# SUPPLIED INFORMATION

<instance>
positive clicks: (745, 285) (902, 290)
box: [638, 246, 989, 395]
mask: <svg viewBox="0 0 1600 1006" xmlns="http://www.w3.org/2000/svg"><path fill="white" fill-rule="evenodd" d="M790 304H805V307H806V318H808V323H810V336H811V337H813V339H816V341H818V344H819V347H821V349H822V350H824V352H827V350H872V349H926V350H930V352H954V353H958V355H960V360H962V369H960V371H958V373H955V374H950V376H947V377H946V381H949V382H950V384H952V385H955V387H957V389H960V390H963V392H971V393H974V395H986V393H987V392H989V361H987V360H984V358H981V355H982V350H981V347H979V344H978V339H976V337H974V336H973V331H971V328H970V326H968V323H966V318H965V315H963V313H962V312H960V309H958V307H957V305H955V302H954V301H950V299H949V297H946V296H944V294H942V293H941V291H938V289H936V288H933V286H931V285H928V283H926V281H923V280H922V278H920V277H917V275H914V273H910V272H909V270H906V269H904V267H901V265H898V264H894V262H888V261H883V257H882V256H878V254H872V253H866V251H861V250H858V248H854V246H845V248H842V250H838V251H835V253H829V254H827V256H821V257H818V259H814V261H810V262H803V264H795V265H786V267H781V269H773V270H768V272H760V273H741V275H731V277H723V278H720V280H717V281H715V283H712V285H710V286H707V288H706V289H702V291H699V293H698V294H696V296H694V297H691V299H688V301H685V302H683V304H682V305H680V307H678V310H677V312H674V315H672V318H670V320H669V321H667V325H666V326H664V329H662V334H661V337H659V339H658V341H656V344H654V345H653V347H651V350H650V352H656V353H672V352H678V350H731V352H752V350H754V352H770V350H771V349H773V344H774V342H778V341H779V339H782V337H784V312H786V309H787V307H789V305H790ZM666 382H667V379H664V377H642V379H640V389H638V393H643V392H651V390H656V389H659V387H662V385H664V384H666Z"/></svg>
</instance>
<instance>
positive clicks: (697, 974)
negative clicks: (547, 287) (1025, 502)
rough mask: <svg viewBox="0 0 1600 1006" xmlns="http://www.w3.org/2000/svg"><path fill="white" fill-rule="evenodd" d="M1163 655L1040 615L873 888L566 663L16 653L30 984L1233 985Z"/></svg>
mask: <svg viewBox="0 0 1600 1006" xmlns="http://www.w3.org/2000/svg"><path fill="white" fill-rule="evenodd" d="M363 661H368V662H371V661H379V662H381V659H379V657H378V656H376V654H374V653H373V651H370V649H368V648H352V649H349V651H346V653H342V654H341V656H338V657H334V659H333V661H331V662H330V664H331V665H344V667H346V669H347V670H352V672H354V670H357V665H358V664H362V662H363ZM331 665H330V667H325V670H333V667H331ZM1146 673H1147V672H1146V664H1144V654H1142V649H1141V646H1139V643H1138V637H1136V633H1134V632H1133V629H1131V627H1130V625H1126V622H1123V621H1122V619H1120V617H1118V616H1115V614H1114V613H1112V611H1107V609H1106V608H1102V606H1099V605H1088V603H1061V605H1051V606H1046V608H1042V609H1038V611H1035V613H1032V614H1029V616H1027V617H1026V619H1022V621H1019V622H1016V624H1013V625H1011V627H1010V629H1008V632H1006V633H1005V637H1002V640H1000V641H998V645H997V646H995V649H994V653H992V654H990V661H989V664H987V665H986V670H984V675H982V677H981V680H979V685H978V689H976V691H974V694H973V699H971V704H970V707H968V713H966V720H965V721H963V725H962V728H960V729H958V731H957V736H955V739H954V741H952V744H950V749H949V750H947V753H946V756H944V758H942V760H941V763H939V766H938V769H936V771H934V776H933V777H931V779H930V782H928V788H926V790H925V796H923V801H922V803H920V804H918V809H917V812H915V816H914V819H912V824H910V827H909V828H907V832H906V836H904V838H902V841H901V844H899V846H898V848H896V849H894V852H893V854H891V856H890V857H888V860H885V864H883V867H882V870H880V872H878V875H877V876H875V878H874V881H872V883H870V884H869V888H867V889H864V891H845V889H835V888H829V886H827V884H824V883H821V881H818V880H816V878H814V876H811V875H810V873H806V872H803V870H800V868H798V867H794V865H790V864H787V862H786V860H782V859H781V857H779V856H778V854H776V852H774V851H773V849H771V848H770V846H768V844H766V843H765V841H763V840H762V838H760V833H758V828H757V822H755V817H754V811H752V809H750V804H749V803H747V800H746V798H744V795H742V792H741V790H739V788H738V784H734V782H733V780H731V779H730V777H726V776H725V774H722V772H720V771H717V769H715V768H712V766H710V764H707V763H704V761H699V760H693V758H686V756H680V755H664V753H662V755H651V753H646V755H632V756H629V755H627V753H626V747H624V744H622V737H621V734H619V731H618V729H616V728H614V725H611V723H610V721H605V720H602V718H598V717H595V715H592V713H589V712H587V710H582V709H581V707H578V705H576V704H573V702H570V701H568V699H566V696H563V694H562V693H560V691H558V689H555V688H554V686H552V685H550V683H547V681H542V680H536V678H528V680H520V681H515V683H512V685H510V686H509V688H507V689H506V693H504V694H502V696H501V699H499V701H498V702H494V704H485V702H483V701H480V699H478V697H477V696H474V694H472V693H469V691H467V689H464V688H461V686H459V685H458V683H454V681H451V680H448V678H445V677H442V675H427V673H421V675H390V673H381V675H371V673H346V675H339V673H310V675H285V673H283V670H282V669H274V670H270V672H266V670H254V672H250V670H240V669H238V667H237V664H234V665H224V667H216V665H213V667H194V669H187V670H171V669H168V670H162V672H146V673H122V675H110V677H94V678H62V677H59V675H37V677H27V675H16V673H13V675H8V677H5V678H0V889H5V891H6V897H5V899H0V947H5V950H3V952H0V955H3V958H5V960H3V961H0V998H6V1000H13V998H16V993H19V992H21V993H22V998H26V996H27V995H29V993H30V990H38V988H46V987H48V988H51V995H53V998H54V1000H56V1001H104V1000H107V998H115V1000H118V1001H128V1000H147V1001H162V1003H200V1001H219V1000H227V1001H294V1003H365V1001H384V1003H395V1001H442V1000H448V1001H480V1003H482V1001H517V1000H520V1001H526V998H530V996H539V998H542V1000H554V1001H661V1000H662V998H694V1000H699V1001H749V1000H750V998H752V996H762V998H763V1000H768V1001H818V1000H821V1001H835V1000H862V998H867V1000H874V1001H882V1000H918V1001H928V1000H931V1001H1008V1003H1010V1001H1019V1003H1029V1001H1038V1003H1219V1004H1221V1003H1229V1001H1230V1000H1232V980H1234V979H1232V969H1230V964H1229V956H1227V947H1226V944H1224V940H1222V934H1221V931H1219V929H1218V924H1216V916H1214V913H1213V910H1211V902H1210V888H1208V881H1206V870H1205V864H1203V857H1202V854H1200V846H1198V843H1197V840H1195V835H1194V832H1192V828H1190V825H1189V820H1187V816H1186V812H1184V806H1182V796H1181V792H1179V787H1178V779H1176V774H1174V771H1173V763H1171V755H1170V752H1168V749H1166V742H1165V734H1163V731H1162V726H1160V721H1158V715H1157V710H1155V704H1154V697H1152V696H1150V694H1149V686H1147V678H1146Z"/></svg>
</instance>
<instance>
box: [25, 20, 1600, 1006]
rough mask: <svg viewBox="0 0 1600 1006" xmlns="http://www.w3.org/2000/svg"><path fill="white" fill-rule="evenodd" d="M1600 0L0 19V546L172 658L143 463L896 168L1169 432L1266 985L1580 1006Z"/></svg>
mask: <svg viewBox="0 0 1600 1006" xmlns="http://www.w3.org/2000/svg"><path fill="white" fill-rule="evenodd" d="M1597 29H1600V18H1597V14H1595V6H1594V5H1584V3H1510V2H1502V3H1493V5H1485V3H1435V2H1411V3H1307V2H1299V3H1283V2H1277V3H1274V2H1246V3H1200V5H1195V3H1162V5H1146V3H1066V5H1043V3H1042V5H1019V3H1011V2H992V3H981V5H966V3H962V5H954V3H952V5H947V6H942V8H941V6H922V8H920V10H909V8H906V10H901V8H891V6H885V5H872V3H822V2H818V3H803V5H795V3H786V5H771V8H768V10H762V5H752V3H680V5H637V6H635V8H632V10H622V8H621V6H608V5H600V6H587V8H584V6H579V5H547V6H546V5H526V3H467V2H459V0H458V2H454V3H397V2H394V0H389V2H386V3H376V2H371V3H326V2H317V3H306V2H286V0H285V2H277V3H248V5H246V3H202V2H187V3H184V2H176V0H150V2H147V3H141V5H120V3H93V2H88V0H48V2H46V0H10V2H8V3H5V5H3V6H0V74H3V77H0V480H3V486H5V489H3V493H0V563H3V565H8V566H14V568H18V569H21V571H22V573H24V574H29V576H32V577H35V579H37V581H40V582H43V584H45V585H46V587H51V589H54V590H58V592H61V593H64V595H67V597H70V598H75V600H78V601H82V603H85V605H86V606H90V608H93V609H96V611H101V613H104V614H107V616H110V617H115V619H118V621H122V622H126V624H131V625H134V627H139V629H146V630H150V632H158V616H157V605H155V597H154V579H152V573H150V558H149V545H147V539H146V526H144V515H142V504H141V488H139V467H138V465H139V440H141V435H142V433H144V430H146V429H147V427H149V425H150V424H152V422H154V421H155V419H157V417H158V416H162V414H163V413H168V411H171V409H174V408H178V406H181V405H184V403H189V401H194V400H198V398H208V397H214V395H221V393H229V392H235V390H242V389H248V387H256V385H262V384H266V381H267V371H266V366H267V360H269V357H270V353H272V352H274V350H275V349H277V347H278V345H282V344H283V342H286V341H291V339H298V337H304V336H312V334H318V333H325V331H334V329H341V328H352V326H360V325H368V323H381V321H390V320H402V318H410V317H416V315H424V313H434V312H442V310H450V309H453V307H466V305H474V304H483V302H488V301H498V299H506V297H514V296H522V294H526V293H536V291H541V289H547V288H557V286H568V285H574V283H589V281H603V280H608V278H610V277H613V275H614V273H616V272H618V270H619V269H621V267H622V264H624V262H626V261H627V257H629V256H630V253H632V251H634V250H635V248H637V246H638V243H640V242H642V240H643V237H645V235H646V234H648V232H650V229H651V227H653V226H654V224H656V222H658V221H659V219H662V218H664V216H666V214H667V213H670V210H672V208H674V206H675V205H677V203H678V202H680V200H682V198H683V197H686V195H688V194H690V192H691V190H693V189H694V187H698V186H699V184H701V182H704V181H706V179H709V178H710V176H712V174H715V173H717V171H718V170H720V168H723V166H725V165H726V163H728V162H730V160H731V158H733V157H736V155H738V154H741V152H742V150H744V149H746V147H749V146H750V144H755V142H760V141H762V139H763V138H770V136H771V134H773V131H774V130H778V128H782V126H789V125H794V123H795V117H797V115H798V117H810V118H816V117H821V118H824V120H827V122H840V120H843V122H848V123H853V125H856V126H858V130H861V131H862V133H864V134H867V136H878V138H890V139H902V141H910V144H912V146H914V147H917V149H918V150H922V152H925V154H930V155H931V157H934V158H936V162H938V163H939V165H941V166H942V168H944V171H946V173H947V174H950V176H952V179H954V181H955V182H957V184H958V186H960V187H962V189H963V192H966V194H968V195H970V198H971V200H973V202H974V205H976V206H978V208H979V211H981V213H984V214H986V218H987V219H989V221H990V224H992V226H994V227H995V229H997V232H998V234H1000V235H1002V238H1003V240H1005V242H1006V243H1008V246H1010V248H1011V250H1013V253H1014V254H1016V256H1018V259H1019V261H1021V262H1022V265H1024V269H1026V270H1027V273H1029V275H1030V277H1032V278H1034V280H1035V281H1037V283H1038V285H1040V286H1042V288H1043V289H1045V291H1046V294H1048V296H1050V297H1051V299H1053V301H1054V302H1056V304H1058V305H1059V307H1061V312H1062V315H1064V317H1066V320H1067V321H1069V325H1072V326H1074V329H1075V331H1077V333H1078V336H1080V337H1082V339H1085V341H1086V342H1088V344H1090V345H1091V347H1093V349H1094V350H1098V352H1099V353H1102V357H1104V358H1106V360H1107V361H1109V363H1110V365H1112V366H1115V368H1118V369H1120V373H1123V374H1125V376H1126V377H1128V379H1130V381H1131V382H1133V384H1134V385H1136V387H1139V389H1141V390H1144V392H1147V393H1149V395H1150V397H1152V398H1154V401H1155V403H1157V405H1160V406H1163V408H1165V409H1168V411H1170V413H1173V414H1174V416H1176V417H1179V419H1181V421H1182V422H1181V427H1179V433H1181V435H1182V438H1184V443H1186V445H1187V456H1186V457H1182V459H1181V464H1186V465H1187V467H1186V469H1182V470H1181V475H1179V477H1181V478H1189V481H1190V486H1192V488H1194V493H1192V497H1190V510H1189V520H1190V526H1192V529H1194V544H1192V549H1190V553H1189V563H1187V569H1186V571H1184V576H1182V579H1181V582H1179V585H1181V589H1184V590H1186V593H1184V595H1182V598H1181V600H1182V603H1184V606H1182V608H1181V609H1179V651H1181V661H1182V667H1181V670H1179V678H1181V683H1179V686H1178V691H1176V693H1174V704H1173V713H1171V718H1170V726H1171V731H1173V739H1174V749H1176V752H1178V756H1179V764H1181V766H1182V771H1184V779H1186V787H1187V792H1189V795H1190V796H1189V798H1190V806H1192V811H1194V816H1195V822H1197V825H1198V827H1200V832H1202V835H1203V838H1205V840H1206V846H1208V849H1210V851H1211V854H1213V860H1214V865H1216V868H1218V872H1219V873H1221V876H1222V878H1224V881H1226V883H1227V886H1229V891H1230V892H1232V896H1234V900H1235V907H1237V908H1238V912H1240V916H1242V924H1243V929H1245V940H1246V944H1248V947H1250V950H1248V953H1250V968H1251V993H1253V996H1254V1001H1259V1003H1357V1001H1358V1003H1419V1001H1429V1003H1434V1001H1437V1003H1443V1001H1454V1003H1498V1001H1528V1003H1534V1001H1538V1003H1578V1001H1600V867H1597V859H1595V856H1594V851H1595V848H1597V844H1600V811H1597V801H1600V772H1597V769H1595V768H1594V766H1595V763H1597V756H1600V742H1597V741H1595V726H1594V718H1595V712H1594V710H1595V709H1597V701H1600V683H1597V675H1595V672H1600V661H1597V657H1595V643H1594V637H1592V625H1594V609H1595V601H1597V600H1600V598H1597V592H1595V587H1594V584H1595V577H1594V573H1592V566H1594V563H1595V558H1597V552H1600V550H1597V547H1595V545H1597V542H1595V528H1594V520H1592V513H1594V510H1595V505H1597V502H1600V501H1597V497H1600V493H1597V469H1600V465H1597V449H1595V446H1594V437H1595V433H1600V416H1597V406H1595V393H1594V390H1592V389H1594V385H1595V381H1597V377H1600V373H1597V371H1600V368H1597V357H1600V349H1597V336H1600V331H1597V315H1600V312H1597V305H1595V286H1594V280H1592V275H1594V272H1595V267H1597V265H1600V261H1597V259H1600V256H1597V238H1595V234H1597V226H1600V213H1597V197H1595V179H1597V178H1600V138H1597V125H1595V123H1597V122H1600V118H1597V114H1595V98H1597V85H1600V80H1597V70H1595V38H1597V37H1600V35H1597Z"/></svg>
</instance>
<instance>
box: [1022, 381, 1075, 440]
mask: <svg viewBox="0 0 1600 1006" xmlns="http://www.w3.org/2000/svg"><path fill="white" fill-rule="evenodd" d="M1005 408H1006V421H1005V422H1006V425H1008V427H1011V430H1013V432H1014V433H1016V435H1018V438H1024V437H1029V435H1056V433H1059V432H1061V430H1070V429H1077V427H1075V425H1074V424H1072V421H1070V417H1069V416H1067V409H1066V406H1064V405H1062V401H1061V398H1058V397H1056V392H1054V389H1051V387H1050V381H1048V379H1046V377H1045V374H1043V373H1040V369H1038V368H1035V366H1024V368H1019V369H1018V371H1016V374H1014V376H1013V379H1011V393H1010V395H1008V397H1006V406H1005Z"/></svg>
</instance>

# WORK TASK
Nothing but the lines with "positive" should be returned, copied from the entries above.

# YOUR SOLUTION
positive clicks: (745, 285) (902, 290)
positive clicks: (697, 974)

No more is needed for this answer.